WHAT THIS EXERCISE ASKS:
A – In the lab instructions, which Python version must be used for the project?
B – Please rewrite the lab instructions item beginning "Name and spell the file" in fewer words, keeping its main facts.
C – Pick up the lab instructions after their last line and continue them.

SOURCE EXTRACT:
Instructions

ˆ Work in your Lab12 directory, and you can copy the data files into that folder.
ˆ You must meet all base requirements in the syllabus to receive any credit.
ˆ Remember to commit & push the required file(s) to GitHub periodically. We will only grade what’s been pushed to GitHub!
ˆ Do not push to GitHub any file that is not required. You will lose points if your repository contains more files than required!
ˆ Make sure you file compiles. You will not receive any credit if your file does not compile.
ˆ Name and spell the file, and the functions, exactly as instructed. Your scripts will be graded by an automated process. You will lose some points, per our discretion, for any function that does not match the expected name.
ˆ Make sure your output from all functions match the given examples, within acceptable tolerance. You will not receive points for a question whose output mismatches the expected result.
ˆ You can use any module from the Python Standard Library, but, aside from the libraries described in the document, you cannot use any external library.
ˆ This is the first of two phases for the course project for ECE 364.
ˆ This is an individual project. All submissions will be checked for plagiarism.
ˆ Make sure you are using Python 3.7 for this project.

LISTED RECORDS:
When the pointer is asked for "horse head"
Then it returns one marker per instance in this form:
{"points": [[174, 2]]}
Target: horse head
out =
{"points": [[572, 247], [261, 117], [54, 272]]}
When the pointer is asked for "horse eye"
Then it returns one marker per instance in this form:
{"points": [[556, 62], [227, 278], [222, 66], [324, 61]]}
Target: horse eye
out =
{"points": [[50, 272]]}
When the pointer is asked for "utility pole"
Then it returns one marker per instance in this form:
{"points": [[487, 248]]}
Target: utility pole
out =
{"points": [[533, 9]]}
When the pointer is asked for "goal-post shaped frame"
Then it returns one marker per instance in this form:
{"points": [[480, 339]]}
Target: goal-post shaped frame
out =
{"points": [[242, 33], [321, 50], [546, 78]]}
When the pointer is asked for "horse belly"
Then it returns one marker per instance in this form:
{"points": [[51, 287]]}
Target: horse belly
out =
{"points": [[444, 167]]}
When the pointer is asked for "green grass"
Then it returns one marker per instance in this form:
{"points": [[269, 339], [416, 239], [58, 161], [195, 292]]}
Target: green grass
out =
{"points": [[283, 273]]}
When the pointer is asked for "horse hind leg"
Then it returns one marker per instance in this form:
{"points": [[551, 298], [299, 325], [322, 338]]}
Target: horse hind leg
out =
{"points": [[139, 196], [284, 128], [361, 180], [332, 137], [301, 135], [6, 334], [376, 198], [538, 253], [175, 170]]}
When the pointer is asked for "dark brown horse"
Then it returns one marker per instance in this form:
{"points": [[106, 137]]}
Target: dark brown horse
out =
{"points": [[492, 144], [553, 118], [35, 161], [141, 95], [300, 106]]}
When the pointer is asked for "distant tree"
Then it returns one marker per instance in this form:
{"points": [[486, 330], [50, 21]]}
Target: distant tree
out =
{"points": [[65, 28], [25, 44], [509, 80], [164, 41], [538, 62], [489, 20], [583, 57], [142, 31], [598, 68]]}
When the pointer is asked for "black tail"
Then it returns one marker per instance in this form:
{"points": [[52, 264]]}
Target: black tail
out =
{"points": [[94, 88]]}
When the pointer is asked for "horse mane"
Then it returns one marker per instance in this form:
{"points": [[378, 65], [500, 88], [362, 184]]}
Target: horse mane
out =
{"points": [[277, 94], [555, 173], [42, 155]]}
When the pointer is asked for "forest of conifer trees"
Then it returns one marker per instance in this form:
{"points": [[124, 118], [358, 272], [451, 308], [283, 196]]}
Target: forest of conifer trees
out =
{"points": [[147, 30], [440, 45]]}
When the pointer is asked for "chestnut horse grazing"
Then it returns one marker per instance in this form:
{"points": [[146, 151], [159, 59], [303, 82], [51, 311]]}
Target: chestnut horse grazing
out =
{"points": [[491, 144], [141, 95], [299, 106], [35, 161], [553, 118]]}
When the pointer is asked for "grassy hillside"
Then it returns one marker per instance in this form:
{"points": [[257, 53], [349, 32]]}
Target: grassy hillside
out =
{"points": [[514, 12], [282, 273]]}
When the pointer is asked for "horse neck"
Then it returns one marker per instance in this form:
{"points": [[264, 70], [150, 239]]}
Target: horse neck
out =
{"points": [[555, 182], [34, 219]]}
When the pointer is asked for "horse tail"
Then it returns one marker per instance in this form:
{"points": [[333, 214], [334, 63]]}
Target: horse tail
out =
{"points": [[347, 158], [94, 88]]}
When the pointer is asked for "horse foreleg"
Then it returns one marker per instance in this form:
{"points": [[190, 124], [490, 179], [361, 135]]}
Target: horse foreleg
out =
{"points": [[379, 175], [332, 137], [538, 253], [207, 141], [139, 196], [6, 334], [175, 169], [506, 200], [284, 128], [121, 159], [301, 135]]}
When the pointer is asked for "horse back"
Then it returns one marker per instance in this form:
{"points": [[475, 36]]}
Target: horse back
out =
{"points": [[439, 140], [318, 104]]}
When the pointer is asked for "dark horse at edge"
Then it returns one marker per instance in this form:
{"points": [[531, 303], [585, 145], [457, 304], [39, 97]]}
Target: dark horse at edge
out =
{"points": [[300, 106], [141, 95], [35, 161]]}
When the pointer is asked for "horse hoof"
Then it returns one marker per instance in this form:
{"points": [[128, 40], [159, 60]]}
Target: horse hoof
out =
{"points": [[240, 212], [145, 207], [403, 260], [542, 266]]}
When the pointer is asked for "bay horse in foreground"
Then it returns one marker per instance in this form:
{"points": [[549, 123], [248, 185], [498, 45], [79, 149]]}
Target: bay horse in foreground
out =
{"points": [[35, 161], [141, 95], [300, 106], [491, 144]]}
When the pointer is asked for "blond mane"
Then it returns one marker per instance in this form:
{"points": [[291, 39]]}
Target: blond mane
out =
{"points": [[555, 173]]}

SOLVED TASKS:
A – Python 3.7.

B – Use the exact file and function names given. Grading is automated, and any function whose name doesn't match may cost points at the graders' discretion.

C –
Introduction

Combining two images into one, or image blending, has many applications in image processing. One application that utilizes image blending is morphing { a special effect in motion pictures and animations that changes (or morphs) one image or shape into another through a seamless transition1. While there are many ways to perform morphing, we will use a combination of linear projective transformations to achieve our goal. A projective transformation is a process that applies translation, rotation and scaling to a plane to transform it into a different plane. Figure 1 shows different transformations applied to a plane2. This process works by using a non-singular (invertible) 3 × 3 matrix, referred to as the projection, or the transformation, matrix, and applying it to the plane coordinates to transform it from one system to another. In this project, we will concentrate on one type of those transformations, the ‘’Affine Transformation". You will apply affine transformations to different sections of images to produce the effect of non-linear image warping.

Figure 1: Examples of different transformations on an image.
In this project phase, there are three tasks that you need to be able to accomplish:

ˆ Derive different affine transformation matrices for different sections of the image, based on point correspondences between source and target images.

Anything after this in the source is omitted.